Top of PROVIDED PASSAGE

Medicine and Health
A single dose of recombinant VSV-ΔG-spike vaccine provides protection against SARS-CoV-2 challenge
Y. Yahalom-ronen, H. Tamir, et al.
This study introduces an innovative VSV-ΔG-spike vaccine to combat SARS-CoV-2, developed by a team from the Israel Institute for Biological Research. The vaccine demonstrated strong safety and efficacy, inducing neutralizing antibodies and providing protection in animal models, showcasing its potential as a robust defense against COVID-19.

Bottom of PROVIDED PASSAGE

• _REQUIRED ACTION_:
Reproduce verbatim the portion of the VSV-ΔG-spike vaccine summary between "This study introduces" and "defense against COVID-19.", inclusive.

Top of GIVEN ENTRIES

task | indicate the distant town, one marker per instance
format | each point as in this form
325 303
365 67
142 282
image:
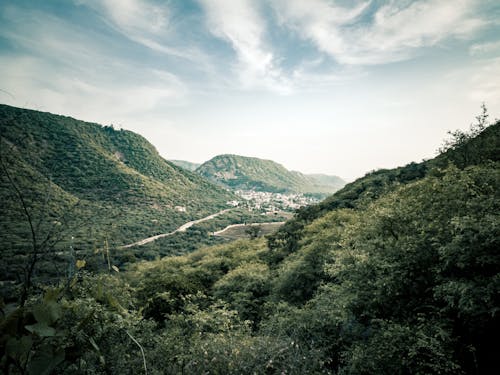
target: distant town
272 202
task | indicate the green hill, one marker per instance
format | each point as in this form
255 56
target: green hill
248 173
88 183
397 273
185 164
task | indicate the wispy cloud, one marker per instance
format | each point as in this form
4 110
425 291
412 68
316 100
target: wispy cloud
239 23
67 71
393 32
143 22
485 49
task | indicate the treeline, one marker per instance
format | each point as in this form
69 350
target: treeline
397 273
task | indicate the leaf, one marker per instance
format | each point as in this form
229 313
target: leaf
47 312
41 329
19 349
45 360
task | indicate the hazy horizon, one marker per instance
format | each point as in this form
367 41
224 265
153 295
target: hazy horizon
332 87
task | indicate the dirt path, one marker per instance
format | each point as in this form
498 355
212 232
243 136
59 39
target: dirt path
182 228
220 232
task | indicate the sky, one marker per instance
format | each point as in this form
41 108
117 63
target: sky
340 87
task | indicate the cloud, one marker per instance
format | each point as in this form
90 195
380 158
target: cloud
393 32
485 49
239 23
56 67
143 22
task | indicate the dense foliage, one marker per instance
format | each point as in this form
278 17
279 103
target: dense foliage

Bottom of GIVEN ENTRIES
Top of GIVEN ENTRIES

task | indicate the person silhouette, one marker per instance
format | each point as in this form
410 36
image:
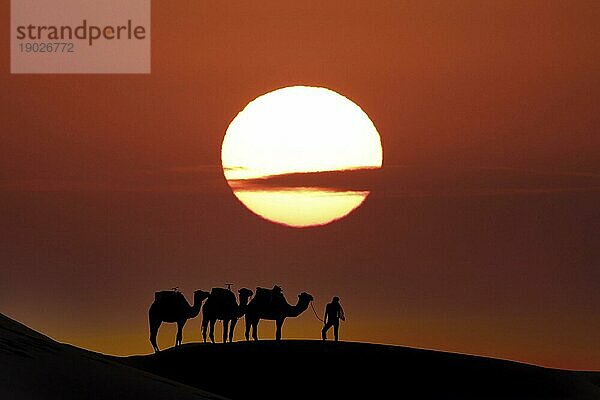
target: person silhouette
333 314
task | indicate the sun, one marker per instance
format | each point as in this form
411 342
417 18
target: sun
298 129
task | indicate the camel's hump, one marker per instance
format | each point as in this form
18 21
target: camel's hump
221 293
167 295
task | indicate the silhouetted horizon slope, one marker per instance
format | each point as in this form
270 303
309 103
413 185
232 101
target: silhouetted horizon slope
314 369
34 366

Bottom of GIVEN ENTRIES
Top of GIVEN ENTRIES

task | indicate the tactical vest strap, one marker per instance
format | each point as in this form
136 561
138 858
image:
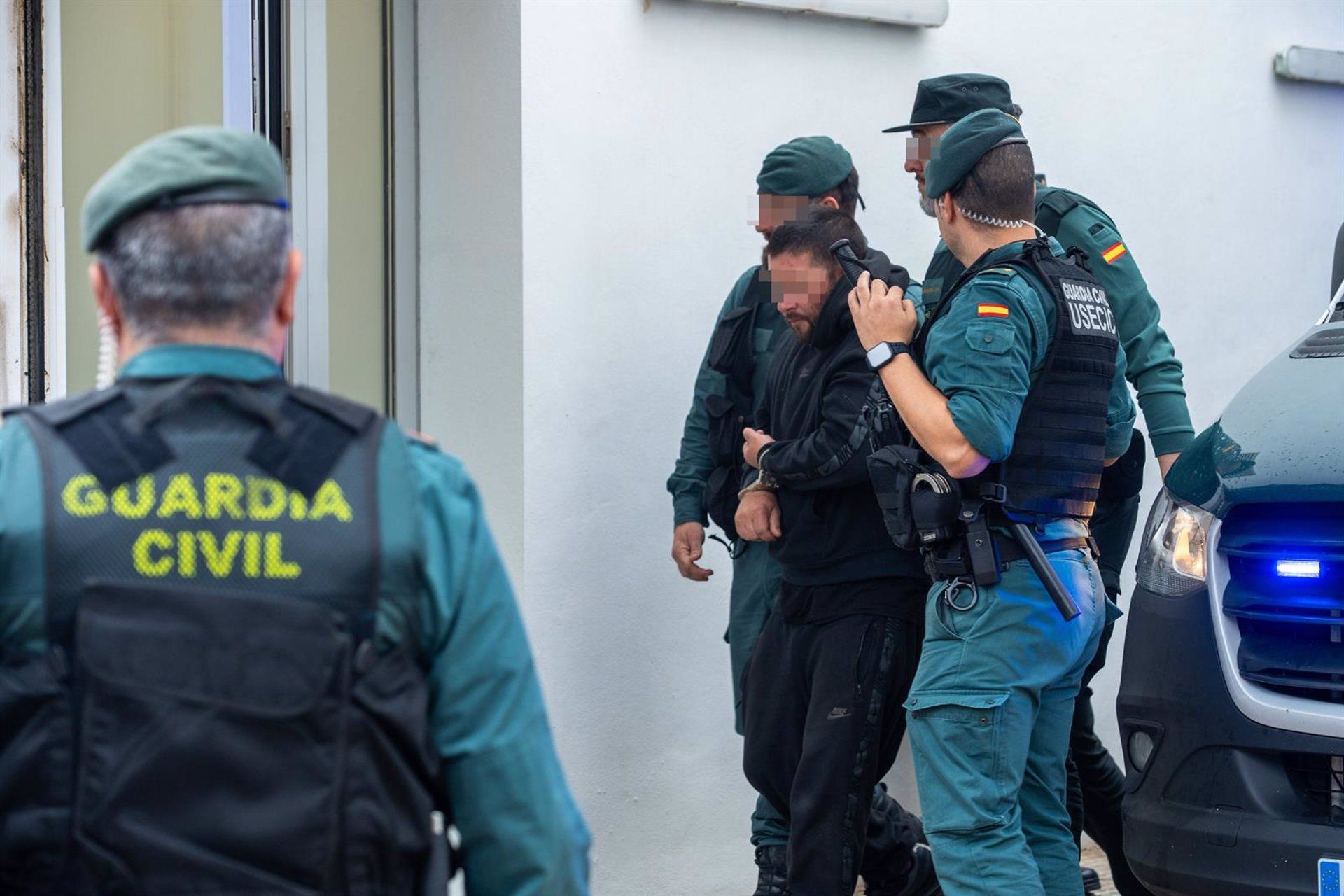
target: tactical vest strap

Bottom of GIVEN ENTRIES

• _TASK SOLUTION_:
This study introduces an innovative VSV-ΔG-spike vaccine to combat SARS-CoV-2, developed by a team from the Israel Institute for Biological Research. The vaccine demonstrated strong safety and efficacy, inducing neutralizing antibodies and providing protection in animal models, showcasing its potential as a robust defense against COVID-19.